*DATA FOR THIS EXERCISE:*
▼

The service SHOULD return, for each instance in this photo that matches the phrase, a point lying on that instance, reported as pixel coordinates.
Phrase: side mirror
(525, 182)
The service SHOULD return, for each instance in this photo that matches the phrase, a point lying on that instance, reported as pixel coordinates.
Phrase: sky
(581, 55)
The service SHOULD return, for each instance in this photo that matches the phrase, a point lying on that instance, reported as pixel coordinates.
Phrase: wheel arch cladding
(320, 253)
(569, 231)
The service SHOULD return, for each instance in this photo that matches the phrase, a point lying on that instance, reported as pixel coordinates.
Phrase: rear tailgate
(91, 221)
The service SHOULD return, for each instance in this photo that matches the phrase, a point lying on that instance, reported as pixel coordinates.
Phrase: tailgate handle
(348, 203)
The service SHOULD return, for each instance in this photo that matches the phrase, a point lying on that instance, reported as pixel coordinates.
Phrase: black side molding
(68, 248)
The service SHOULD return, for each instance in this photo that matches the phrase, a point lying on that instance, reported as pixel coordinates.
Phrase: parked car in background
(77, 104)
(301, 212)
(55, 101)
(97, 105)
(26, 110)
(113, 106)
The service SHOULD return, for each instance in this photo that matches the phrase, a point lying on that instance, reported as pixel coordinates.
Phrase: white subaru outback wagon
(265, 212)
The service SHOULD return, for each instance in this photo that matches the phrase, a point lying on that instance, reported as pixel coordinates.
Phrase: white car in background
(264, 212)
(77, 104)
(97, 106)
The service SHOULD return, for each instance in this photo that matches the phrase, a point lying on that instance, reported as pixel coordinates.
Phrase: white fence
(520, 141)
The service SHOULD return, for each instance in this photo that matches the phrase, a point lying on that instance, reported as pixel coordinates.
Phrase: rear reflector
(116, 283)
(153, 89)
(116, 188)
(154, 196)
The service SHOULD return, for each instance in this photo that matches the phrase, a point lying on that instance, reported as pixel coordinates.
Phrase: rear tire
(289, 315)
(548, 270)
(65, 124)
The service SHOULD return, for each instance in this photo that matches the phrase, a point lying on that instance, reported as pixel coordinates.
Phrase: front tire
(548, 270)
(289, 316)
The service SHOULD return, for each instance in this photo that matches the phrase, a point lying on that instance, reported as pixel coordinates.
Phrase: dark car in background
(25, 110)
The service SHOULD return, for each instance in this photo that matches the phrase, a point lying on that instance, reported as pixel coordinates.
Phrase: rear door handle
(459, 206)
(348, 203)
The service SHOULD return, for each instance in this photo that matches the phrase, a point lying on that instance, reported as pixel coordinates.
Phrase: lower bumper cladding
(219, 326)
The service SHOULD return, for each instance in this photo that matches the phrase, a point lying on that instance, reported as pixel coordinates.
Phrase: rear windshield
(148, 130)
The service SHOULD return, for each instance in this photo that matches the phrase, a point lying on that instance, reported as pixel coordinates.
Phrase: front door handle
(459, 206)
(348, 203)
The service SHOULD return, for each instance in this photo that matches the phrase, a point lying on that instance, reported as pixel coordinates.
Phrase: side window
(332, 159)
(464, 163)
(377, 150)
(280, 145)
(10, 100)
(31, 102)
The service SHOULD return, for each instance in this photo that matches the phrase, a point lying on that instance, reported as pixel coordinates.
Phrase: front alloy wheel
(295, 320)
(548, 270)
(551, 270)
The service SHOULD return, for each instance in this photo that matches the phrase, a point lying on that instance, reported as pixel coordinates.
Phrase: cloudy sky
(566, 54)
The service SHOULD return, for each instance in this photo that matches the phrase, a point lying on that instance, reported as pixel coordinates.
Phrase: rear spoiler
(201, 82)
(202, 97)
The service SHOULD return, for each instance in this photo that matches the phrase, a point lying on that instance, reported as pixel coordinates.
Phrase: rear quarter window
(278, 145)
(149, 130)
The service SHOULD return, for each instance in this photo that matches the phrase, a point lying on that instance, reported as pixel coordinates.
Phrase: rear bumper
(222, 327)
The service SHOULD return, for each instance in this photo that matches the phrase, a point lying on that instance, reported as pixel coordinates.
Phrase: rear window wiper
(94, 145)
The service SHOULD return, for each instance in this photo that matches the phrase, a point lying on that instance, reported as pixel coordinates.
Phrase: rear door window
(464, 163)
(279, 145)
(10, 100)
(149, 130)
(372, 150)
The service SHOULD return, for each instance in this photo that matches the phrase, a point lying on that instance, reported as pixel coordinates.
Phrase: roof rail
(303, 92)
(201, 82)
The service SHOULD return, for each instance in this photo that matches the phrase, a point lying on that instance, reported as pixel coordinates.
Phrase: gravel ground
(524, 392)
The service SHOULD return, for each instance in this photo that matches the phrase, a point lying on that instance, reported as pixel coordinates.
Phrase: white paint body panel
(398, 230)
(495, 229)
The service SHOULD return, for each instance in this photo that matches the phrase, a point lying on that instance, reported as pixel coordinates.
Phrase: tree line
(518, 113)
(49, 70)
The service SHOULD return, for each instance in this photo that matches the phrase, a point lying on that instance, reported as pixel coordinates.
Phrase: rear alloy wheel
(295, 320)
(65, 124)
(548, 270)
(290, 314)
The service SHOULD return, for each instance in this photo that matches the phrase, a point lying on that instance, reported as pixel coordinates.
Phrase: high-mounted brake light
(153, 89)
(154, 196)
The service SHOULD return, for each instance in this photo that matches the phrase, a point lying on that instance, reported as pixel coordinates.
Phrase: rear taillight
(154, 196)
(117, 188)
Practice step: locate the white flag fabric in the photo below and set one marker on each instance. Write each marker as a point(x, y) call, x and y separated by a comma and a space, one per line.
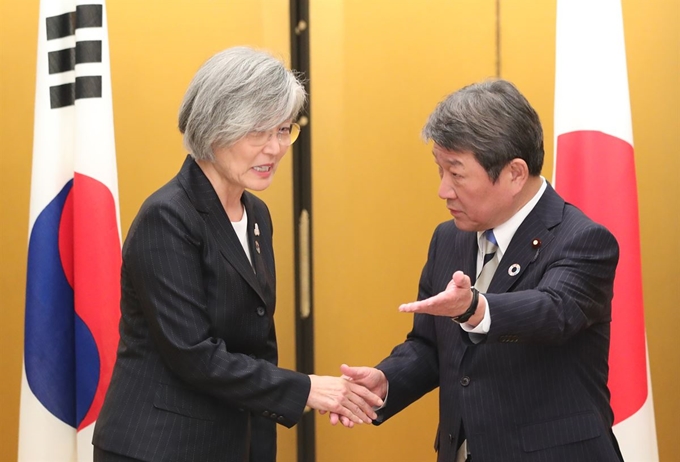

▲

*WORK TASK:* Return all material verbatim, pictures omitted.

*EXERCISE RESULT:*
The service SHOULD return, for each instance in this photo that matches the phrase, a point lying on that instance, reported as pixel coordinates.
Phrase: side mirror
(525, 182)
The service SHOULD return, for each instance in this photo that matches the phrase, a point lying on that instance, reported as pixel coordinates.
Phrase: sky
(581, 55)
The service SHOULD return, for each instance in this photo that matches the phrase, a point lying on that instance, reported as pixel coordinates.
Phrase: wheel arch cladding
(320, 253)
(569, 231)
The service SHOULD return, for each instance in this photo that matches the phrase, a point lying on that instance, reported as pixel coordinates.
Phrase: rear tailgate
(91, 221)
The service SHOULD return, for each instance in this photo that matches the phrase, a point lying on that instance, reported as pixel coordinates.
Phrase: tailgate handle
(348, 203)
The service SHOULD return, for each instance in this photo that matches the phrase, a point lying on that instance, reported as pixel coordinates.
Phrase: black side molding
(68, 248)
The service SHOULD return, for each instance in this photo that matches the phrase, a point lying on that instance, reported as pixel coordinates.
Phrase: parked car in background
(77, 104)
(301, 212)
(55, 101)
(97, 105)
(26, 110)
(113, 106)
The service SHOULD return, for each instance in this photo that matches the phrase, a point lying on that instance, reported as pixel coordinates.
Phrase: white subaru outback wagon
(265, 212)
The service SHOULD return, for each instance in this photo that matches the phrase, a point lying on that instance, reported as pixel coordinates.
Phrase: white car in background
(264, 212)
(77, 104)
(97, 106)
The service SHOULD return, for each instance in this photo that matches the phrase, a point lying on that instance, reported as pixel coordinates.
Phrase: white fence
(520, 141)
The service SHOULD return, for each instance in this photo that matches the phrase, a point lying on that instance, reported as pixel coordinates.
Phrase: rear reflector
(116, 283)
(153, 89)
(116, 188)
(154, 196)
The service SHOULD return, for each instance in this photo that matches the phrase, a point lying on that instance, reported as pixel coordinates.
Phrase: rear tire
(289, 315)
(548, 270)
(65, 124)
The service SHOULD return, for each instance in this photo that matches the phrase, a point lying on that instance, reported as pixel coordinates.
Phrase: front tire
(548, 270)
(289, 316)
The service SHOULD return, for each instance in this photo that matches the phrase, a point lying on that instance, reported as pixel coordinates.
Phrase: dark car in background
(25, 110)
The service SHOULD return, for each instance in this photo that matches the phrase, a point lying on that instance, reported as pixel coordinates.
Phrase: rear door handle
(459, 206)
(348, 203)
The service SHOULD return, for each instance in this photo that matches the phrase, a point lying on that instance, reported as pixel coordinates.
Phrase: lower bumper cladding
(219, 326)
The service SHOULD return, for each instance in this photo that matches the phrase, a point lying on that instance, reported as pixel coordinates.
Phrase: rear windshield
(148, 130)
The service SHOULD return, for each instance in this photo that matches the phrase, a point lying on that instance, reported as pixel coordinates.
Phrase: front door handle
(459, 206)
(348, 203)
The service SHOULD return, for each instance in this photo that matches the phrase, a point lying on that instance, reported as pixel coordinates.
Phrase: side window
(332, 159)
(464, 163)
(377, 150)
(280, 145)
(10, 100)
(31, 102)
The service SHOULD return, for each instance in this photo that matches the phrase, a point lying on that instance, reported as pixel coordinates.
Phrase: front alloy wheel
(295, 320)
(548, 270)
(551, 270)
The service SHOULD return, for each instance in this photo that matches the phrase, a point lying on that instance, reported as pixel coordinates.
Phrase: cloudy sky
(566, 54)
The service SHOULD return, for each instance in this photo that matches the phrase, a point lying on that instance, reported as pixel coordinates.
Phrase: rear spoiler
(201, 82)
(202, 97)
The service SHOULD return, for each instance in this photo that matches the phrase, a point lying on that instance, reported as pixel coordinates.
Phrase: rear quarter window
(278, 145)
(149, 130)
The service SHOULD return, for each instance in this photo that matches the phrase, a point lying on that instance, reported as pixel coordinates.
Phrase: rear bumper
(222, 327)
The service SHOULD return, for each instance in this photo that matches the phrase, a point lying on that instance, reported as pixel coordinates.
Phrase: rear window wiper
(94, 145)
The service SHOULD return, for each instance in this photo that matches the phrase, a point lying on that instance, reported as pixel coordinates.
Phrase: rear door window
(464, 163)
(279, 145)
(10, 100)
(149, 130)
(372, 150)
The service SHOULD return, for each instance in this photo that matches the phrase, a point lying on that instance, reported as pixel coordinates.
Phrase: roof rail
(303, 92)
(201, 82)
The service SHOULD return, for each instance in this photo that matches the phrase, a point lying on that instance, reported as pixel coordinates.
Phrase: gravel ground
(524, 392)
The service SHOULD return, for each instance in this photo that matches the phrase, a point lying on that instance, reported as pixel coordinates.
Phrase: white paint body panel
(398, 230)
(495, 229)
The service SHOULD return, for each instance in this photo that matches the phrase, a point lying on that instance, reported as pixel coordinates.
Phrase: tree line
(518, 113)
(49, 70)
The service SHOULD return, for each instance in this photo that matches the phrase, a point lying on that instance, reported as pixel coordinates.
Phrase: rear alloy wheel
(295, 320)
(65, 124)
(548, 270)
(290, 314)
The service SHOULD return, for each instance in this photo that matches the phrase, a point lying on that instance, reported as pixel coordinates.
Phrase: high-mounted brake light
(153, 89)
(154, 196)
The service SHOULD return, for each instance in this photo that matches the phrase, a point lying on that instance, reported as pixel coordinates.
Phrase: rear taillight
(154, 196)
(117, 188)
Practice step: locate the white flag fabric in the photo below and set one marker on each instance. Write each marker as a point(x, y) call, x and y separated by a comma and a space, one per line.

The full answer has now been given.